Supplied text:

Autonomous Art is an experimental project that is currently in progress. It evolved from a class project to create a concept for kinetic visualization into a personal project that will be a fully functional and fully designed physical object. Autonomous Art reads ambient sound from its environment over a minute's worth of time and records this ambient sound in a radial display of colored ink.
Below are screenshots of the digital version of the project, which I programmed in Processing, and a photo and video of a rough prototype for the physical version of the project. The screenshots from the digital version represent the first minute of three songs, which I chose to see how Autonomous Art would respond to different genres of music. Please scroll down past the last video on this page to read how the physical version of Autonomous Art works.
My main next step is to design and construct a form that clearly communicates the function of Autonomous Art and allows the ink to be dispersed more precisely. This form will place the ink display at the center of attention and efficiently house all of the electronics that allow Autonomous Art to work. I will also experiment with different inks or make my own inks to find a mixture that doesn't run easily, so the resulting display is crisp and clear.
The screenshots of the digital version of Autonomous Art represent the first minute of the following songs:
1. Last Flowers To The Hospital - Radiohead
2. Lex - Ratatat
3. Thriller - Michael Jackson
How Autonomous Art Works:
Autonomous Art records ambient sound with a microphone and then communicates this data to an applet that I programmed in Processing. The applet interprets the audio and simplifies it into values that represent the intensity of the audio at any given moment. This data is then sent to an Arduino microcontroller, which I programmed to communicate these values to a universal motor that is attached to a propeller. Colored ink drips at a controlled rate onto this propeller, and the propeller spins at a rate that corresponds to the intensity of the recorded ambient sound, which launches the colored ink to a distance that corresponds to the intensity of the recorded sound. The launched ink falls onto a circular sheet of paper that rests on a disk that is attached to an Arduino-controlled stepper motor, which I programmed to spin at one full revolution every minute. This results in the recording of a minute's worth of ambient sound in a radial display of colored ink.

Stored items:
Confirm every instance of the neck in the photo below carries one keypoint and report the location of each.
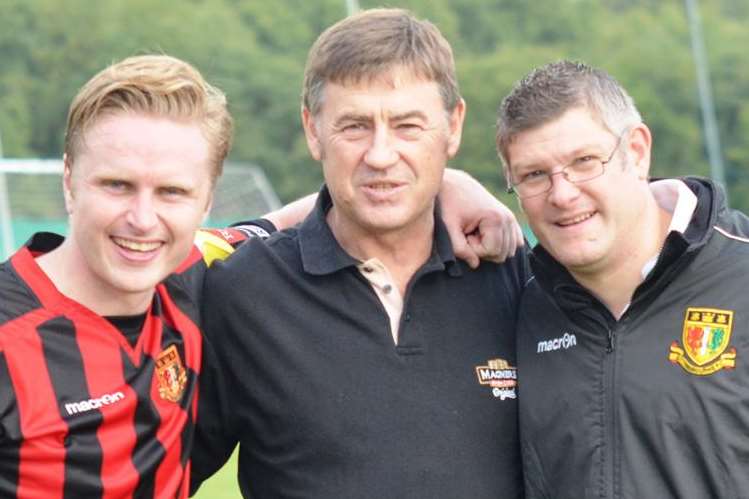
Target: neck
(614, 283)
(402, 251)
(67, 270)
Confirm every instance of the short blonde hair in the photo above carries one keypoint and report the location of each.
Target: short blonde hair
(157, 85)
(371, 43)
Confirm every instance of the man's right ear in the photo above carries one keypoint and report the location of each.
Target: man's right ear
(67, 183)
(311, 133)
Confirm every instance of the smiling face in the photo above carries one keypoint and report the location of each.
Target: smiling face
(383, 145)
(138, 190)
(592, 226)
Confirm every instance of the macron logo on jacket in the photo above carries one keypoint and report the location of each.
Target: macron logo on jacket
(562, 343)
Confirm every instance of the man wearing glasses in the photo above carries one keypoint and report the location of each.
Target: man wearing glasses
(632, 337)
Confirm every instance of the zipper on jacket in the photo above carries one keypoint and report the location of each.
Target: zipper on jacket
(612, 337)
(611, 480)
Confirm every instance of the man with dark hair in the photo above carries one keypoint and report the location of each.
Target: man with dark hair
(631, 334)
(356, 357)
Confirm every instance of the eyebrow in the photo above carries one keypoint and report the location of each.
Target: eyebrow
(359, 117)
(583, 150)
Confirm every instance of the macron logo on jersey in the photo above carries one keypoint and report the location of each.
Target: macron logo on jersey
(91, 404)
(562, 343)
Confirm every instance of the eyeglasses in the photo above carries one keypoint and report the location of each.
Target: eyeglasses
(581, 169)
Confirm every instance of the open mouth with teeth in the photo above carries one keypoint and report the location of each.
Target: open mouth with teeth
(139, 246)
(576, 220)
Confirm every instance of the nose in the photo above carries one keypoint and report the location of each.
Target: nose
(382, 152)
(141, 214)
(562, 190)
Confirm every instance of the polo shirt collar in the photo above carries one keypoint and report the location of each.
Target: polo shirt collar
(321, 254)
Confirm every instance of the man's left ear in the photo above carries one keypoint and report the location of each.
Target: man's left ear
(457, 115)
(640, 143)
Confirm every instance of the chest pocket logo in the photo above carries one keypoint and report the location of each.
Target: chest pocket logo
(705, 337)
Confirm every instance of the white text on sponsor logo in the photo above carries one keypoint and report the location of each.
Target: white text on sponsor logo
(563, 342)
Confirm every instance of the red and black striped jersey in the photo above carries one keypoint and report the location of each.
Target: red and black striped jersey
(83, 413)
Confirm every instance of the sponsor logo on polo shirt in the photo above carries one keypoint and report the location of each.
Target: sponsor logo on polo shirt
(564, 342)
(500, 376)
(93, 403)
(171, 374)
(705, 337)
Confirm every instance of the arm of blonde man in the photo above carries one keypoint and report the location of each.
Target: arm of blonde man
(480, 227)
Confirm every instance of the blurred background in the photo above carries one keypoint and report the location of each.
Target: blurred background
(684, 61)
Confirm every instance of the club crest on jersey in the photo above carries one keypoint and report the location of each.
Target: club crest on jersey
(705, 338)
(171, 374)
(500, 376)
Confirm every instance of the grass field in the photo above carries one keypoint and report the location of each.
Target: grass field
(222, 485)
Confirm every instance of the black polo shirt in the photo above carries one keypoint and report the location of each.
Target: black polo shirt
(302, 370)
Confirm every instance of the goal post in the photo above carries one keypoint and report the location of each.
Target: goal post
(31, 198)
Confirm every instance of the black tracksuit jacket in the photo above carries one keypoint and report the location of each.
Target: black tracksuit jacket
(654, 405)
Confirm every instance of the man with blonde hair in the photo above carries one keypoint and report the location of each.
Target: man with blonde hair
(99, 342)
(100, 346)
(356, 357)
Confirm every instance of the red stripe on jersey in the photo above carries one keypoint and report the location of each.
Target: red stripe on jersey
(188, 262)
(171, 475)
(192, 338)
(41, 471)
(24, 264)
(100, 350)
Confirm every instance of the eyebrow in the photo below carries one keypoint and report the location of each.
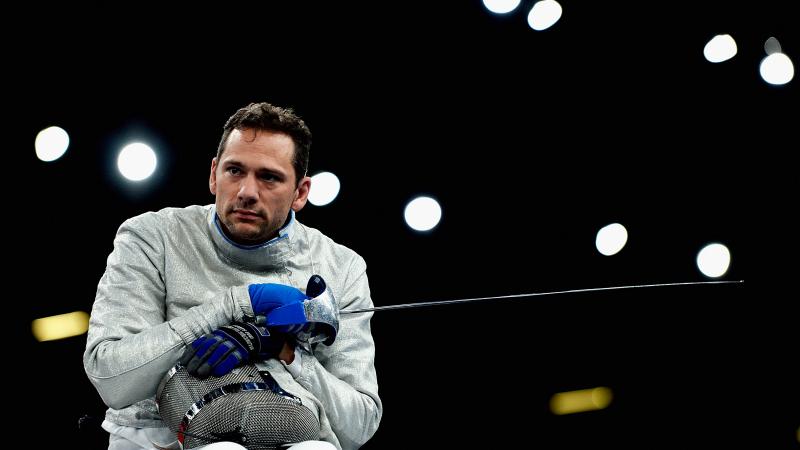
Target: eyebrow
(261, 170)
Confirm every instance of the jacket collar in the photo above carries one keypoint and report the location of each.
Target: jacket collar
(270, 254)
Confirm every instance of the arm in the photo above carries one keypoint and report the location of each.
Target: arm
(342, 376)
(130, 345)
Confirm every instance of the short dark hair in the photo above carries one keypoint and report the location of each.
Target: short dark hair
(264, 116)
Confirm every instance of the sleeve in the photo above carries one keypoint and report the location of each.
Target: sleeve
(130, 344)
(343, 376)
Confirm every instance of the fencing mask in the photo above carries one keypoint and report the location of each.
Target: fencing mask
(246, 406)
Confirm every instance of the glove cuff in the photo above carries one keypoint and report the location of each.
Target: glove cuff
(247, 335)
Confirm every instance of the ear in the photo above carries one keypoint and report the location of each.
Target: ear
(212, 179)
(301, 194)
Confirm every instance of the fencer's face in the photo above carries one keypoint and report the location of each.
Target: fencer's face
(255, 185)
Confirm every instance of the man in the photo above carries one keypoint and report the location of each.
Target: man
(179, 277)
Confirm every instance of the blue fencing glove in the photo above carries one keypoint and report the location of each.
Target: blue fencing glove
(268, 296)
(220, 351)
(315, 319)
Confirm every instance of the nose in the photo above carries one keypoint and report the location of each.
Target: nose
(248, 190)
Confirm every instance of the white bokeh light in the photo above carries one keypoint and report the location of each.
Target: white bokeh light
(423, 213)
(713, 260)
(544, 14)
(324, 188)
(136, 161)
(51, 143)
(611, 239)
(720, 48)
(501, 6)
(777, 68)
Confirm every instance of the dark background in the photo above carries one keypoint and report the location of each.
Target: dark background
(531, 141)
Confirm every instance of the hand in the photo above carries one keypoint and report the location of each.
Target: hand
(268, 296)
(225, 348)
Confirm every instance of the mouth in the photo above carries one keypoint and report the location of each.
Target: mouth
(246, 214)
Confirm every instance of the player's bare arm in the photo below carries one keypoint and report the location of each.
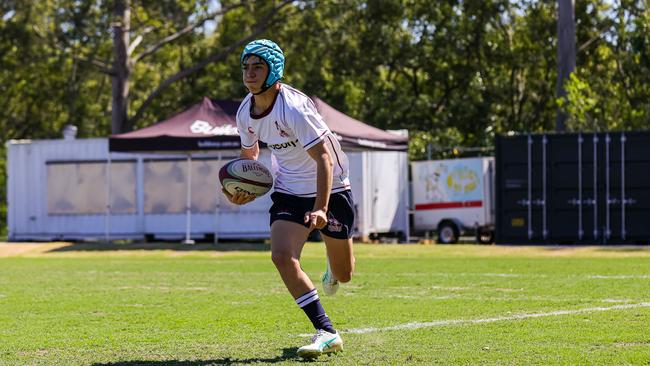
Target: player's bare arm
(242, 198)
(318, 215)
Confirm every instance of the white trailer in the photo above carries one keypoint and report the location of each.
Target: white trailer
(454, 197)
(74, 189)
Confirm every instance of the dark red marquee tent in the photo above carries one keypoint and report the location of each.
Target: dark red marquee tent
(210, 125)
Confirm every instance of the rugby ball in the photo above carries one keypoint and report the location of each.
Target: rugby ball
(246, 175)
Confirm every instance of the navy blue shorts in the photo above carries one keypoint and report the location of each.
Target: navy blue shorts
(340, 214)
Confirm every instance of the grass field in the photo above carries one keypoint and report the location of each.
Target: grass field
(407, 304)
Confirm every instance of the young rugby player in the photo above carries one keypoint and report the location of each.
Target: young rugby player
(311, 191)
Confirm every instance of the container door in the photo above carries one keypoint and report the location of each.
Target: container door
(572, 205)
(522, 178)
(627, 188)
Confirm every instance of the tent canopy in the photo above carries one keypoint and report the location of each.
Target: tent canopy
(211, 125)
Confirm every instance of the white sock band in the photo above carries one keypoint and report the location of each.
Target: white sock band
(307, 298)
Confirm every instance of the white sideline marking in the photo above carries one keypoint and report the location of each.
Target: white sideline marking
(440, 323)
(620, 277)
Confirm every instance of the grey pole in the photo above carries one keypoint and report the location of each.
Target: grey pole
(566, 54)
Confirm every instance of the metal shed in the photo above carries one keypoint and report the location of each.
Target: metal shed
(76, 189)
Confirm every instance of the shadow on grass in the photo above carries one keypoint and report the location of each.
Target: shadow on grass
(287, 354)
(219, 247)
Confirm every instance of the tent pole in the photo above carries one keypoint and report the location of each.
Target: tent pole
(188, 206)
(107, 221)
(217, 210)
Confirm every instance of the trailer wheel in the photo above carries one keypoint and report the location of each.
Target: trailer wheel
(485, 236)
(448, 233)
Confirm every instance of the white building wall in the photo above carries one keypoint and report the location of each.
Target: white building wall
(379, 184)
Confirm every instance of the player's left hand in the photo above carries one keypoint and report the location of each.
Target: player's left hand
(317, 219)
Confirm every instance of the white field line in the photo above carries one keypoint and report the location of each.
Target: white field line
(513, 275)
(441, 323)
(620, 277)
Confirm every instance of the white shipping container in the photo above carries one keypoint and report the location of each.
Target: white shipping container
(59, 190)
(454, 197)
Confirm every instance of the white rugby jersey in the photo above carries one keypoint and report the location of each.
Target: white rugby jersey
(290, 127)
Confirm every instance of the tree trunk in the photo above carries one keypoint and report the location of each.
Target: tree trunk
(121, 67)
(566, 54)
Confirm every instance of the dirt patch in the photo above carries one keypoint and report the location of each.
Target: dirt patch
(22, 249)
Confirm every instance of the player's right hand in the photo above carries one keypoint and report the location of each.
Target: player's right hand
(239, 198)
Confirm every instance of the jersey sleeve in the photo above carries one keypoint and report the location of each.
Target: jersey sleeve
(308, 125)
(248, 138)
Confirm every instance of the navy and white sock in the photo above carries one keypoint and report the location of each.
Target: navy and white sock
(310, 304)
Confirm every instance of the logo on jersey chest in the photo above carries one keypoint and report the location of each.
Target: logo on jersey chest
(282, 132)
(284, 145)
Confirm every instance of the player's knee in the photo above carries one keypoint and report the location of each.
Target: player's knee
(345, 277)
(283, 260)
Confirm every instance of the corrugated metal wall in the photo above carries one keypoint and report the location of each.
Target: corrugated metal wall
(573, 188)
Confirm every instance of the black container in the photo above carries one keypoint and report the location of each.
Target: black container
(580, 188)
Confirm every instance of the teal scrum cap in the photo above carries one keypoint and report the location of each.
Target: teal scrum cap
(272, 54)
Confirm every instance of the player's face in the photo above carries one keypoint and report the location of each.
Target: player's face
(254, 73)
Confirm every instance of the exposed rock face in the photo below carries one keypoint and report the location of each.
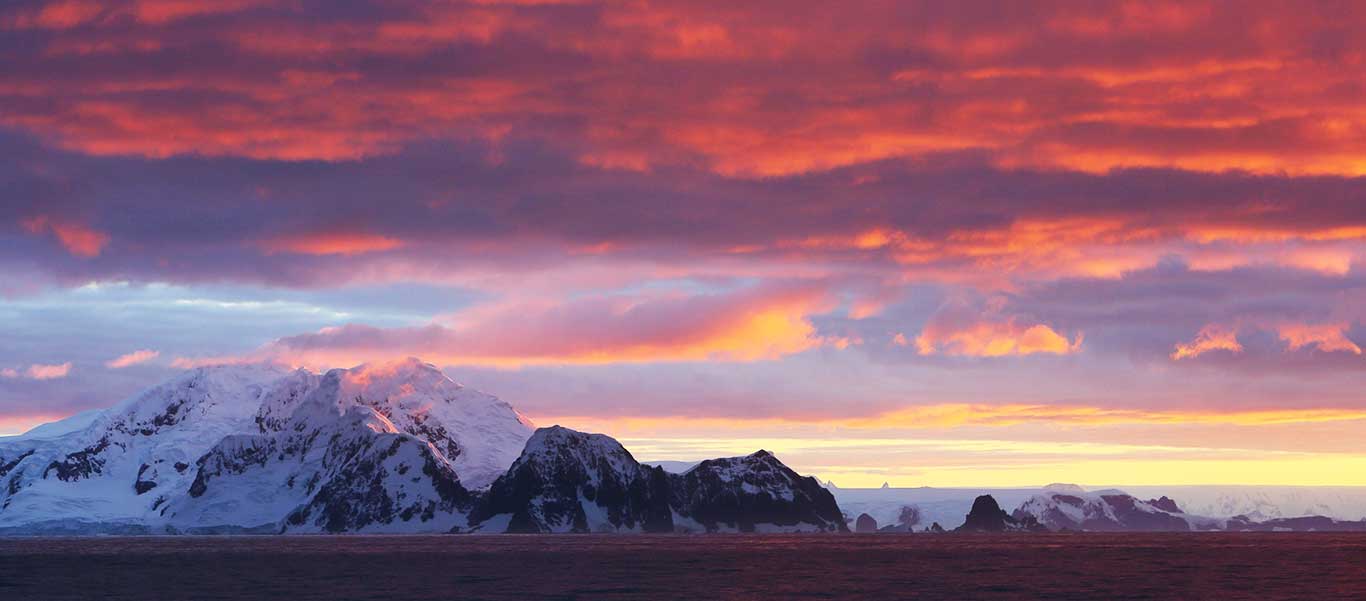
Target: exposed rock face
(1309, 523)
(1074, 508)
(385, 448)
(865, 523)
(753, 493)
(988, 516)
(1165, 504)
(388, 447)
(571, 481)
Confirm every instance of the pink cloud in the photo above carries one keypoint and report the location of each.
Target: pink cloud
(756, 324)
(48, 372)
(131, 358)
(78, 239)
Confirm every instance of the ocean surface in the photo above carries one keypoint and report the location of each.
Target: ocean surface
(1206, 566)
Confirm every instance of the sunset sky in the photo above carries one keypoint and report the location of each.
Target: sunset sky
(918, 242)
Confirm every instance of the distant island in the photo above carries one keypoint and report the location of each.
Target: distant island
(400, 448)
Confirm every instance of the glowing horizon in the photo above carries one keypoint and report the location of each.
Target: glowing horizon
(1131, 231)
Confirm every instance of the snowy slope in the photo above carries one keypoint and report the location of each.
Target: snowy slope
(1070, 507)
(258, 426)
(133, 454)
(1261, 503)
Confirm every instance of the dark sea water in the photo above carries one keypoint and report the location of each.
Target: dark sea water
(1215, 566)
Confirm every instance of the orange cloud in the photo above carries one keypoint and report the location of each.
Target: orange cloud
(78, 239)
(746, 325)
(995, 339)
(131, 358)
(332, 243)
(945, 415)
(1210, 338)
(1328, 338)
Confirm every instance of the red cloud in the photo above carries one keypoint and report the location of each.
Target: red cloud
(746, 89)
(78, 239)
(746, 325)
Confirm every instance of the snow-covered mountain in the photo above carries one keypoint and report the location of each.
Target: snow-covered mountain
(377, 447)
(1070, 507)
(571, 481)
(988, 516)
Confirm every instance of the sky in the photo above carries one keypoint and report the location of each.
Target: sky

Work to be completed:
In the project description, at what speed is the stepper motor under the paper disk programmed to spin? The entries have no connection to the project description.

Output:
One full revolution every minute.